## Yang Harus Dikerjakan
• a. Menurut teks tentang konflik perbatasan Thailand–Kamboja, pada tanggal berapa Mahkamah Konstitusi menskors Paetongtarn?
• b. Tulis ulang bagian teks tentang konflik perbatasan Thailand–Kamboja dari "Pada 15 Juni, rekaman" sampai dengan "dari Universitas Kyoto.", dengan menukar "Universitas Kyoto" menjadi "Universitas Tokyo".
• c. Teruskan teks tentang konflik perbatasan Thailand–Kamboja dengan menulis bagian berikutnya setelah kalimat terakhir yang tersedia.

## Teks Dokumen
┄┄┄┄┄┄┄┄┄┄

Menurut data Kementerian Luar Negeri Thailand, setidaknya 50 insiden bersenjata terjadi sejak 2008, dengan lebih dari 70 korban jiwa.
Letupan 2025: Api Meledak di Ta Muen Thom
Ketegangan memuncak kembali pada Mei 2025, ketika seorang tentara Kamboja tewas dalam baku tembak di perbatasan. Insiden ini menjadi awal rangkaian eskalasi yang terus memburuk.
Pada 15 Juni, rekaman bocor yang diduga berisi percakapan pribadi antara PM Thailand Paetongtarn Shinawatra dan mantan PM Kamboja Hun Sen beredar luas. Isinya belum sepenuhnya terungkap, namun cukup untuk mengguncang politik dalam negeri Thailand.
Mahkamah Konstitusi pun menskors Paetongtarn pada 1 Juli. Pemerintahan sementara diambil alih oleh Wakil PM Phumtham Wechayachai, yang disebut sejumlah analis “berjalan di atas bara.”
“Skandal ini melemahkan fondasi koalisi pemerintahan yang memang sejak awal rapuh,” kata Dr. Pavin Chachavalpongpun, pengamat politik Asia Tenggara dari Universitas Kyoto.

┄┄┄┄┄┄┄┄┄┄

Cuplikan dari kumpulan data:
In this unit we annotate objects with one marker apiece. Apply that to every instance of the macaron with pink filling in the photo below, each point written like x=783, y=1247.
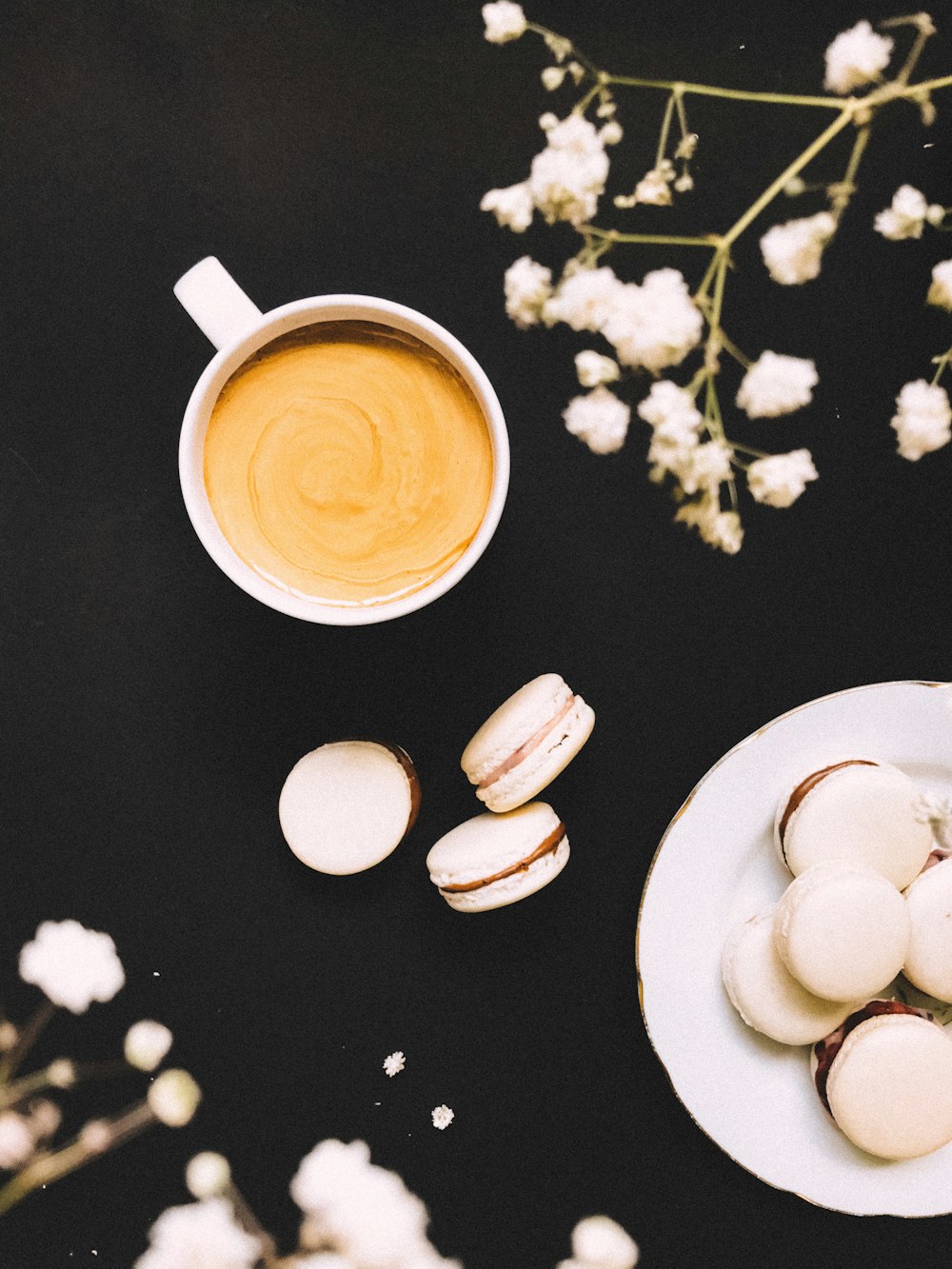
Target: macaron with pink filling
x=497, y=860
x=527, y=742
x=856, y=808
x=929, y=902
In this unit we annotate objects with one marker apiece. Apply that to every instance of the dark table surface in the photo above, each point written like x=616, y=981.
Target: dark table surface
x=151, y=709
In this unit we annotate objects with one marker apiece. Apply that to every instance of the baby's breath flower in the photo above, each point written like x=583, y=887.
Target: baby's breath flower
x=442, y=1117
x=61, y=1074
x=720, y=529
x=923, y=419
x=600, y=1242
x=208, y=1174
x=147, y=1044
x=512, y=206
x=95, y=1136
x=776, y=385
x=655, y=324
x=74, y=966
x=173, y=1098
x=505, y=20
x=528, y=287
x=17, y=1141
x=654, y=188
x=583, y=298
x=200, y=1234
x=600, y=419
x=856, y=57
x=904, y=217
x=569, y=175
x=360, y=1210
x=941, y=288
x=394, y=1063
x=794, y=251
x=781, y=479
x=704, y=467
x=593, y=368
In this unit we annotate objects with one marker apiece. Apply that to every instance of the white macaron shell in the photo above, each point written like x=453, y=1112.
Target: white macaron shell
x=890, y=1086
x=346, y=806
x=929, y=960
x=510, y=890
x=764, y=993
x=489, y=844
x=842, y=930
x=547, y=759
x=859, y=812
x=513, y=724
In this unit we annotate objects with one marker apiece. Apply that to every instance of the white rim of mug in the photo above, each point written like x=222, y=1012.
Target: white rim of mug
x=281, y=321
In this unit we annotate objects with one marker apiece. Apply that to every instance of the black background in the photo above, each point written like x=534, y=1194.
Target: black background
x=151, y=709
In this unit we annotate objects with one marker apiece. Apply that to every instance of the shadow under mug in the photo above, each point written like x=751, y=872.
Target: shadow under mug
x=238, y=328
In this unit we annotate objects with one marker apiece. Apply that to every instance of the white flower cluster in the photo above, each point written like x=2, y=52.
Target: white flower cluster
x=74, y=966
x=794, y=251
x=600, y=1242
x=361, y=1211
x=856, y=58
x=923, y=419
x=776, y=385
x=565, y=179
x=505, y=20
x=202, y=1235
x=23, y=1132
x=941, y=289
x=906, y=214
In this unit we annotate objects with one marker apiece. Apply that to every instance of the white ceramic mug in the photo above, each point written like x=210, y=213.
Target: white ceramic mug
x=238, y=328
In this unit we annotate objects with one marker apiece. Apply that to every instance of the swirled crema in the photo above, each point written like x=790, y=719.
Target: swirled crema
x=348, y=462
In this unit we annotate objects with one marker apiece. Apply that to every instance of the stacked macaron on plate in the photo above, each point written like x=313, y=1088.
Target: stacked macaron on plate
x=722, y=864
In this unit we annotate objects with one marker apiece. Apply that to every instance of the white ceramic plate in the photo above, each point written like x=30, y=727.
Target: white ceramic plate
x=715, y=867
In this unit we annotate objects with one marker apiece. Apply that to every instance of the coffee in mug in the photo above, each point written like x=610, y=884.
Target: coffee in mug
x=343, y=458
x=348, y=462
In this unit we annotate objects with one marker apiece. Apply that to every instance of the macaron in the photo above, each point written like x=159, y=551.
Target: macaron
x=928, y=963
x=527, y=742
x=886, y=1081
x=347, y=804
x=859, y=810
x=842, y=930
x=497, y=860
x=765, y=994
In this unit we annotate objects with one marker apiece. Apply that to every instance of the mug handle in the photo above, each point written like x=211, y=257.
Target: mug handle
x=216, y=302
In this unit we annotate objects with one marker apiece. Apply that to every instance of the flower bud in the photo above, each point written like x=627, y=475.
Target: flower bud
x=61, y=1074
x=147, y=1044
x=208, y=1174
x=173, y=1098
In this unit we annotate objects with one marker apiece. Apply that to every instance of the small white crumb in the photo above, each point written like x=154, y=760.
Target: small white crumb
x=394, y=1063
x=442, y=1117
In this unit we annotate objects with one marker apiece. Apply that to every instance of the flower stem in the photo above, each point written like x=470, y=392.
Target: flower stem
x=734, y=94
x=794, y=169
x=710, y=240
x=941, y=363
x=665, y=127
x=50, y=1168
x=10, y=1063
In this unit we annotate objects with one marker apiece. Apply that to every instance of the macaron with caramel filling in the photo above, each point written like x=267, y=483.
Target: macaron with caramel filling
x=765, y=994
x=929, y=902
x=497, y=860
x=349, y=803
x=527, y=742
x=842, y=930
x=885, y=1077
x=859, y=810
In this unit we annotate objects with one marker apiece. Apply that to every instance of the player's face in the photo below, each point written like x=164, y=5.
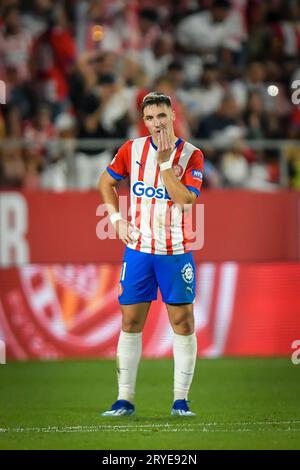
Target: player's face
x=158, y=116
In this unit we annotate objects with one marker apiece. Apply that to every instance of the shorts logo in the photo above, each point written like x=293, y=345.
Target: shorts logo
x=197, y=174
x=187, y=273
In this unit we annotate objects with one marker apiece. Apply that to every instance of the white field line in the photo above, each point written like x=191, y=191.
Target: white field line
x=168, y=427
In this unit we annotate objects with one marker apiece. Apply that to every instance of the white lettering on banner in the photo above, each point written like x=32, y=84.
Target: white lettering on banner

┄┄┄┄┄┄┄┄┄┄

## Hasil per Tugas
• a. Pada 1 Juli.

• b.
Pada 15 Juni, rekaman bocor yang diduga berisi percakapan pribadi antara PM Thailand Paetongtarn Shinawatra dan mantan PM Kamboja Hun Sen beredar luas. Isinya belum sepenuhnya terungkap, namun cukup untuk mengguncang politik dalam negeri Thailand.
Mahkamah Konstitusi pun menskors Paetongtarn pada 1 Juli. Pemerintahan sementara diambil alih oleh Wakil PM Phumtham Wechayachai, yang disebut sejumlah analis “berjalan di atas bara.”
“Skandal ini melemahkan fondasi koalisi pemerintahan yang memang sejak awal rapuh,” kata Dr. Pavin Chachavalpongpun, pengamat politik Asia Tenggara dari Universitas Tokyo.

• c.
Hanya beberapa pekan setelah itu, ranjau darat meledak di wilayah perbatasan, melukai lima tentara Thailand. Bangkok menuding Phnom Penh menanam ranjau baru, namun Kamboja menyebutnya sebagai sisa perang era 1970-an.
Pada 24 Juli, titik didih tercapai. Baku tembak meletus di sekitar Kuil Ta Muen Thom situs lain yang juga disengketakan. Versi pemerintah Thailand menyebut Kamboja memulai tembakan pada pukul 08:20. Namun, Kamboja menyatakan Thailand terlebih dahulu melintasi batas dan menembak pada pukul 06:30.
Tiga jam kemudian, jet tempur F-16 milik Thailand membombardir posisi militer Kamboja. Thailand menyebut serangan itu sebagai balasan atas pelanggaran wilayah, sementara Kamboja mengklaim berhasil menembak jatuh satu F-16 klaim yang dibantah Bangkok.
“Dua belas nyawa melayang dalam waktu singkat, termasuk dua anak. Ini tragedi kemanusiaan,” kata Srey Neth, aktivis HAM Kamboja, kepada Kompas TV.
Kamboja lantas merespons dengan memutus hubungan diplomatik, melarang impor barang dari Thailand, termasuk produk hortikultura, pasokan listrik, hingga akses internet. Di sisi lain, Thailand mengevakuasi 40.000 warga dari Buriram dan Surin, dua provinsi paling terdampak.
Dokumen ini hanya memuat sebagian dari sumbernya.